- Texte du document -
....

Il y a ensuite le volet biodiversité, étudié à l’aide de différentes mesures, notamment acoustiques, pour voir si les actions mises en œuvre ont permis de favoriser le retour de la faune. Ces données peuvent être utiles pour recréer des habitats propices à certaines espèces menacées ou encore aménager des corridors écologiques.
Le troisième indicateur est relatif au carbone – moins d’entretien et de coupes signifie plus de séquestration carbone – le quatrième s’intéresse à l’atténuation des risques, notamment les inondations, canicules, sécheresses, incendies et pollutions.
« On sait par exemple qu’un couvert végétal est propice au stockage de l’eau dans les sols, qu’il atténue les risques d’inondations et réduit les îlots de chaleur. Autant d’éléments pris en compte dans le réaménagement de certaines zones artificialisées, c’est par exemple le cas d’une zone commerciale à Cannes pour lequel nous avons été interrogé. Certaines espèces végétales ignifuges peuvent également prévenir les incendies, d’autres ont des propriétés intéressantes pour capter les particules fines » énumère Martin Guillaume.

....

- Consigne -
Rédigez la suite du texte consacré aux indicateurs écologiques, en reprenant juste après sa dernière phrase.

- Entrées fournies -
....

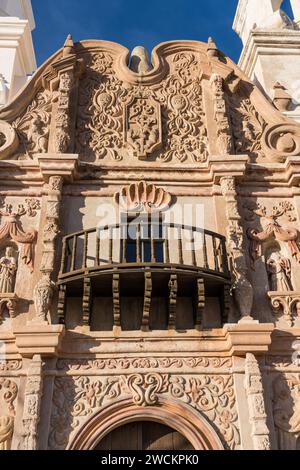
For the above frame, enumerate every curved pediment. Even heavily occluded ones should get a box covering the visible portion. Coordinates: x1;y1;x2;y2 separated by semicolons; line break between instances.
0;38;300;167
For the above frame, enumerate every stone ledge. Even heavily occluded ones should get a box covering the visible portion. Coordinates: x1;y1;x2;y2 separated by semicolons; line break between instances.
14;323;65;357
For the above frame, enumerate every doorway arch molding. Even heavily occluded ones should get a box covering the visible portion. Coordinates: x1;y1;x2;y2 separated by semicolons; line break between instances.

....

- Problème résolu -
La technologie intervient pour modéliser l’ensemble des données et délivrer des recommandations intégrant les 4 variables économique – biodiversité – carbone – atténuation des risques. Les experts affinent ensuite pour produire une stratégie de gestion adaptée aux contraintes et aux attentes du client. Plusieurs scénarios d’actions sont systématiquement proposés, permettant de visualiser les différents impacts possibles.
Recréer des écosystèmes fonctionnels
Conscient que certaines espèces invasives comme la renouée du Japon prospèrent sur des terrains pauvres en biodiversité, Green Praxis adopte une approche écosystémique en misant sur les interactions entre espèces – ou « cortège végétal » – testant ce qui fonctionne sur des petites parcelles avant d’opérer à plus grande échelle.
« Certaines solutions utilisent les nouvelles technologies et l’IA pour optimiser la gestion mécanique ou chimique de la végétation dans une approche destructive, nous misons plutôt sur le bio-mimétisme en s’inspirant d’écosystèmes stables pour trouver des solutions qui fonctionnent dans la durée. Dans cette logique nous pratiquons l’ensemencement sélectif d’espèces autochtones qui permettent pour certaines de réduire l’emprise des espèces invasives. Quoiqu’il en soit n’y a pas de solution miracle, ce sont toujours des équilibres subtils à trouver. On permet de réduire le nombre d’interventions tout en enrichissant les milieux, diminuant du même coup l’empreinte écologique des acteurs économiques. Rien que ça, c’est déjà beaucoup » estime Martin Guillaume.
« Timing is everything »
Avant de se lancer l’entrepreneur s’est naturellement demandé si les grands propriétaires fonciers seraient prêts à un tel changement de paradigme dans la gestion des espaces.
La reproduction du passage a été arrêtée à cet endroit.